So you want some different wheels than the ones that came on your car when you bought it. When it comes down to it, there's really nothing, not even a new coat of paint, that can change and customize the way a car looks and feels than a new set of rims. But how to go about finding the right wheels for you? How do you make sure they will fit on your car? Believe me, the process of fitting wheels and tires can be much more complex than it looks. That's where a Buyer's Guide comes in. Here in one convenient place, you will find all of my articles related to fitting and buying new wheels, whether from a shop or online.
It's true that many reputable wheel sellers will know this information and will make the right choices for you. But how do you know if a seller is really knowledgeable if you're not? I've seen enough disasters created by people who didn't know - or worse, didn't care – about wheel fitment to think that it's a good idea to leave everything in the hands of the person who wants to sell you wheels. It's always best to be able to discuss things like offset or plus-sizing with some confidence and authority, if only to keep that salesman on his toes!
Alloy vs. Steel
The differences between aluminum alloy and steel wheels are tremendous, and it's ultimately what you as the driver want out of your wheels that will determine which is the best choice for you.
Wheel Anatomy, Parts 1, 2 and 3
You'll want to start by knowing the basic terminology for the parts of any wheel, and how they all work together. Then in the more advanced lessons, you will learn about the mysterious but important sizing issue known as offset.

> [Set task A]:
Using the wheel buying guide, decide whether each statement agrees with it. Answer yes or no for each, and quote the deciding words.
(i) Fitting wheels and tires is simpler than it looks.
(ii) Many reputable wheel sellers will know this information.
(iii) The wheel anatomy lessons begin with the basic terminology for the parts of a wheel.
The wheel buying guide above has no connection to the entries that follow it.

> [Data for the task]:
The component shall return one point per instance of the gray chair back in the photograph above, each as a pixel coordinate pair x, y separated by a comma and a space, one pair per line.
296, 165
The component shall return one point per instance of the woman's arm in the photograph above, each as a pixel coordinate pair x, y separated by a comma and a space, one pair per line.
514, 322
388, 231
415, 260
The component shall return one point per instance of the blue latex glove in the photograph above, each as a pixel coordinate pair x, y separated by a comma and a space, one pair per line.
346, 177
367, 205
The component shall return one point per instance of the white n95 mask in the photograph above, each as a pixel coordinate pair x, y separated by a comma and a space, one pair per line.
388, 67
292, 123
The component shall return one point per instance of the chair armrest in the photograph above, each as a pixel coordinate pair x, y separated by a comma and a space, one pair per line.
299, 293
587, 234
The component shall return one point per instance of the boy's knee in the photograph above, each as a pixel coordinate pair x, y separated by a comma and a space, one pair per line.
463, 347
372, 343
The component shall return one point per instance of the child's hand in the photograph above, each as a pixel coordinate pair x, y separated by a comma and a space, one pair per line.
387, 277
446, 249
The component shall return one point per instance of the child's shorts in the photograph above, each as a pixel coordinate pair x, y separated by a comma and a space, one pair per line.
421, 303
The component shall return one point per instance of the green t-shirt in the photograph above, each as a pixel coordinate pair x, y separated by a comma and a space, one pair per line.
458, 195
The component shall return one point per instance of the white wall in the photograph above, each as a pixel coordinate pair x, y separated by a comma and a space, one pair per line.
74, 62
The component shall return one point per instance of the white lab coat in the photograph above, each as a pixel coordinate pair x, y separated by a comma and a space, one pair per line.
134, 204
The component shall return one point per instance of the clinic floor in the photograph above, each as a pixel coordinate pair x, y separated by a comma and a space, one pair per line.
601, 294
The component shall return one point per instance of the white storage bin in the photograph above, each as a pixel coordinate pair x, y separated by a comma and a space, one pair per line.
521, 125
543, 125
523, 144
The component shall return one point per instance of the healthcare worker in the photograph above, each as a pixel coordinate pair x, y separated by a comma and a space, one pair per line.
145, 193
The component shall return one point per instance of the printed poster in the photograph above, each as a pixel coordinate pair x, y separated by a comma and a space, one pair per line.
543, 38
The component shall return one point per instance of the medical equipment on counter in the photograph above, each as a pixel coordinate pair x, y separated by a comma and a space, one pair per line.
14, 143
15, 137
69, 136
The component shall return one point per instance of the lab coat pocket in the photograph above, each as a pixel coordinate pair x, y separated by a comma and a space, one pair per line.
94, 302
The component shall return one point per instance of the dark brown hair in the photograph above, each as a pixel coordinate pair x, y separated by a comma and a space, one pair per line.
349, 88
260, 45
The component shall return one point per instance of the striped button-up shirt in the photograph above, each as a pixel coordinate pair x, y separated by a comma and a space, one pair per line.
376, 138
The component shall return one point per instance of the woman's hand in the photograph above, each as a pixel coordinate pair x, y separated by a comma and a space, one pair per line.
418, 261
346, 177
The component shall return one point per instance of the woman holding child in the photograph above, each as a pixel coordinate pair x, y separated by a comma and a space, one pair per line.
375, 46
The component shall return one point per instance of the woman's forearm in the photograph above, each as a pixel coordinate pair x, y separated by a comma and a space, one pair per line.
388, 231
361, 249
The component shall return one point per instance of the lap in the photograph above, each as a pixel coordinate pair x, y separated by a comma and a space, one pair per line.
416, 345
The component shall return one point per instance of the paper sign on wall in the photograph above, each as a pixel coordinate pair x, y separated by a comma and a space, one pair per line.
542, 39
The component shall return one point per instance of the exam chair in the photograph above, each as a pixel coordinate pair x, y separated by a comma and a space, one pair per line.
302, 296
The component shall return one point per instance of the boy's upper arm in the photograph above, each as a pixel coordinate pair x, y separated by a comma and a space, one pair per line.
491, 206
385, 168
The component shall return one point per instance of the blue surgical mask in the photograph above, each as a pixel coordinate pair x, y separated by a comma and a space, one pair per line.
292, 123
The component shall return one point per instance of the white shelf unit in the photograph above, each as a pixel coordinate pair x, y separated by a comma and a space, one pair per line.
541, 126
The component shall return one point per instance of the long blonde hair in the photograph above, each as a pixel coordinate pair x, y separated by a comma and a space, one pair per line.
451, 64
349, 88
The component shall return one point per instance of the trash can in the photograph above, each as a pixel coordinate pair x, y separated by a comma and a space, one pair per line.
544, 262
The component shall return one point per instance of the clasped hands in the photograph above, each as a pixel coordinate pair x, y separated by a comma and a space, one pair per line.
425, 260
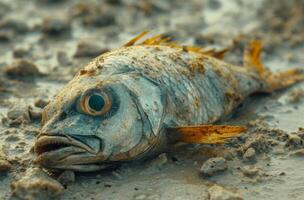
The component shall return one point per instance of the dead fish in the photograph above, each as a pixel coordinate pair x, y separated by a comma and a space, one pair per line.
135, 101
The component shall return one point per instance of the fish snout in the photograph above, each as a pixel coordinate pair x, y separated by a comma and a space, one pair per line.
75, 152
47, 143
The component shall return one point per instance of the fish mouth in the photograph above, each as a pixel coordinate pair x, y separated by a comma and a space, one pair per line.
77, 153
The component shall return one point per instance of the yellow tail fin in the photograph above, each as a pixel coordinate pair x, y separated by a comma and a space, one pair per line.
273, 81
205, 134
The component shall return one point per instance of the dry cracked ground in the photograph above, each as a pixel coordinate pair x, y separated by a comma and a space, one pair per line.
45, 42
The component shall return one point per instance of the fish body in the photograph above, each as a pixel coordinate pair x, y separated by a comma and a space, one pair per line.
122, 104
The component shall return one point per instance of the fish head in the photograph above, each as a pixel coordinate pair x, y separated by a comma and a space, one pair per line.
98, 121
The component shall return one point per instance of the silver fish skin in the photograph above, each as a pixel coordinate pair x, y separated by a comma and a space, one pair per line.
151, 87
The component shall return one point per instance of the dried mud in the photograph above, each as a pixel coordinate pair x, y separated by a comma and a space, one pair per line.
44, 43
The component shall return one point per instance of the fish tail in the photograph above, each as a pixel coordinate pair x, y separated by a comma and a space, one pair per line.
271, 81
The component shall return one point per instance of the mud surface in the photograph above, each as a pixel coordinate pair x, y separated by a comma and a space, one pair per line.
44, 43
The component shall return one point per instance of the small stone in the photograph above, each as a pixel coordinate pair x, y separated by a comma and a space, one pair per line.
35, 113
35, 184
6, 35
18, 113
294, 141
16, 25
4, 9
299, 152
4, 165
67, 178
250, 171
20, 52
114, 2
249, 154
99, 19
56, 27
161, 160
86, 49
141, 197
258, 142
21, 68
217, 192
63, 59
214, 165
40, 103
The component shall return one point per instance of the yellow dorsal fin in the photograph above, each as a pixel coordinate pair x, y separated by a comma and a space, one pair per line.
273, 81
205, 134
163, 40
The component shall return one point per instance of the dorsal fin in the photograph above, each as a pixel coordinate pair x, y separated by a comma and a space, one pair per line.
204, 134
273, 81
163, 40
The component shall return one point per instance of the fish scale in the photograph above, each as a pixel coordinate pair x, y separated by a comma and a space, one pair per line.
138, 100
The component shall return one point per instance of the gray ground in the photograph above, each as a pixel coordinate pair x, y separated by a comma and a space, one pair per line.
57, 37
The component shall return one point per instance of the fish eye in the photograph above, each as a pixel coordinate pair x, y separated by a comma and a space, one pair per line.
95, 104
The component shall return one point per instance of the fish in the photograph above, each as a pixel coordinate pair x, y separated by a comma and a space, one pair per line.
138, 100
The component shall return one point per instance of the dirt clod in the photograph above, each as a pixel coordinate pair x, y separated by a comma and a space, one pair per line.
56, 27
87, 49
249, 154
40, 103
217, 192
67, 178
36, 185
213, 166
4, 165
258, 142
35, 113
21, 68
294, 141
250, 171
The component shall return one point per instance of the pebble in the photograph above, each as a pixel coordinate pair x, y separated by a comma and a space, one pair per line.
21, 52
56, 26
158, 162
250, 171
4, 165
217, 192
35, 113
258, 142
6, 35
67, 178
99, 19
35, 184
63, 58
214, 165
16, 25
40, 103
18, 115
87, 49
4, 9
249, 154
299, 152
21, 68
294, 141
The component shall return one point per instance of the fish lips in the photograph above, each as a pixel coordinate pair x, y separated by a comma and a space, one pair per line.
67, 152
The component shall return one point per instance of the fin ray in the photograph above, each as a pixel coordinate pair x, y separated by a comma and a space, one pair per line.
206, 134
273, 81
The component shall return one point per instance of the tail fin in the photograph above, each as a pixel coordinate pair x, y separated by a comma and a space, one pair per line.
273, 81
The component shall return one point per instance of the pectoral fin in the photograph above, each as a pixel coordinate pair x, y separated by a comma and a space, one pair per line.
205, 134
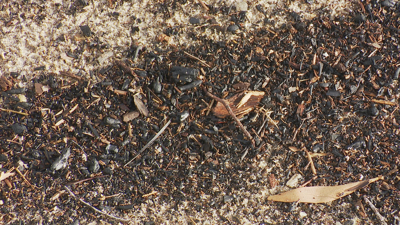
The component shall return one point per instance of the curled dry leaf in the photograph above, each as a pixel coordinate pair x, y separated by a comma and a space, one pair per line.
321, 194
6, 175
140, 105
241, 104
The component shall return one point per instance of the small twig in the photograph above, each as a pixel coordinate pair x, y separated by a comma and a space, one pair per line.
195, 58
150, 142
311, 162
232, 114
23, 177
380, 217
127, 69
94, 208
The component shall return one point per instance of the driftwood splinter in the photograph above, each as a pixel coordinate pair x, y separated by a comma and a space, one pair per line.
222, 101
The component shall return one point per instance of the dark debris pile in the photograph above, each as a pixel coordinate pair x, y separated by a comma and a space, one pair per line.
331, 87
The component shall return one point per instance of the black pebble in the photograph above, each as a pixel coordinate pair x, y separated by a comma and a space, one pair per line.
373, 111
18, 128
94, 166
157, 86
388, 3
359, 18
3, 158
86, 30
194, 20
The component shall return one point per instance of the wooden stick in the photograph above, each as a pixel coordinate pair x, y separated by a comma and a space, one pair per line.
94, 208
195, 58
150, 142
232, 114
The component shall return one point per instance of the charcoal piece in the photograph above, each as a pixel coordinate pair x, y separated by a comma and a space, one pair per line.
39, 68
3, 158
194, 20
300, 26
333, 93
17, 91
94, 166
228, 198
126, 207
184, 115
396, 74
372, 60
18, 128
94, 131
233, 28
130, 116
107, 171
62, 161
388, 3
141, 73
357, 145
86, 30
373, 111
157, 86
125, 85
191, 85
184, 74
111, 149
112, 122
360, 18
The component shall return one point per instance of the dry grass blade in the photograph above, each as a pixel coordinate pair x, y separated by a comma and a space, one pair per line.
241, 104
140, 105
321, 194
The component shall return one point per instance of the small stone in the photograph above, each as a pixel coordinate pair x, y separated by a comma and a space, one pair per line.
292, 182
18, 128
194, 20
94, 166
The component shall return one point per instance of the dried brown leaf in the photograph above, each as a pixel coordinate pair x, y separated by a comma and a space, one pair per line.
321, 194
241, 104
6, 175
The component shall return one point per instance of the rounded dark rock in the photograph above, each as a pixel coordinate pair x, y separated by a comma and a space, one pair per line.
3, 158
94, 166
157, 86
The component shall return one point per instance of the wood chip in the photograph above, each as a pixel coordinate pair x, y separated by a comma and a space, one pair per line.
241, 104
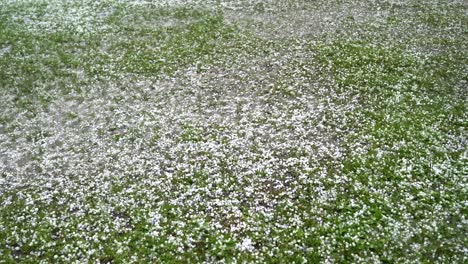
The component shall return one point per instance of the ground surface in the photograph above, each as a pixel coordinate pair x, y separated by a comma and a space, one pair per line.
222, 131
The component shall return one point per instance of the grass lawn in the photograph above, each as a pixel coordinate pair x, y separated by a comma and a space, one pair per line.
233, 131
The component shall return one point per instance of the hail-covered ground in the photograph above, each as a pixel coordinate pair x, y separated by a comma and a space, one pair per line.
233, 131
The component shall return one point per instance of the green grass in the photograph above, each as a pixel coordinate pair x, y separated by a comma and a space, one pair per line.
176, 133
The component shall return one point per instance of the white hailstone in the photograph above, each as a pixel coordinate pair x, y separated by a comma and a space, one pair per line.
245, 245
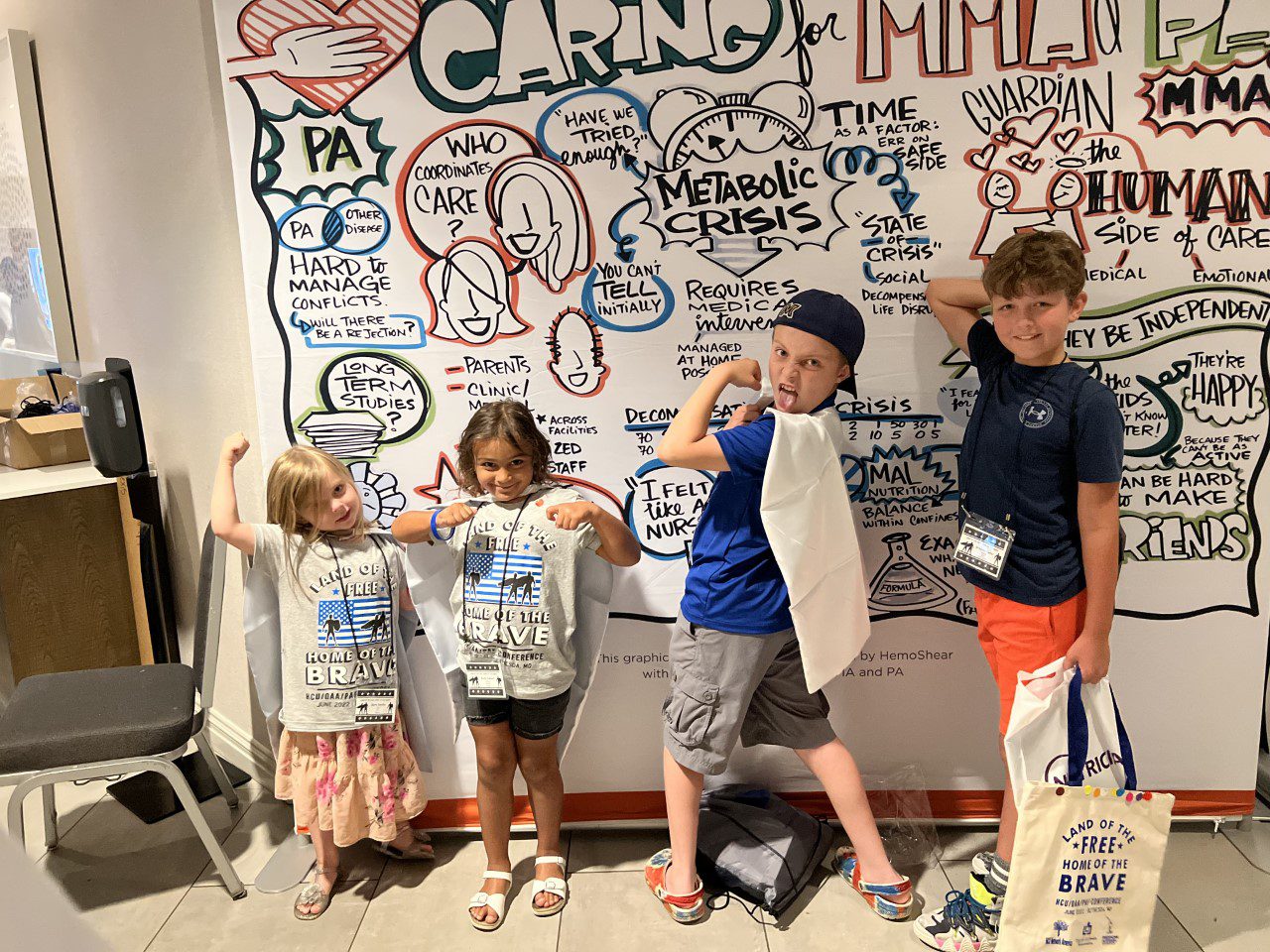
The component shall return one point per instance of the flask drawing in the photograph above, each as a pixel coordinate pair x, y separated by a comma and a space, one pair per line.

> [Set task B]: Tally the lines of the entries that contain the string "healthcare", with case counting, and give only the number.

> [Written answer A]:
(i) No: "the process of fitting wheels and tires can be much more complex than it looks"
(ii) Yes: "many reputable wheel sellers will know this information and will make the right choices for you"
(iii) Yes: "You'll want to start by knowing the basic terminology for the parts of any wheel"

> [Written answer B]: 1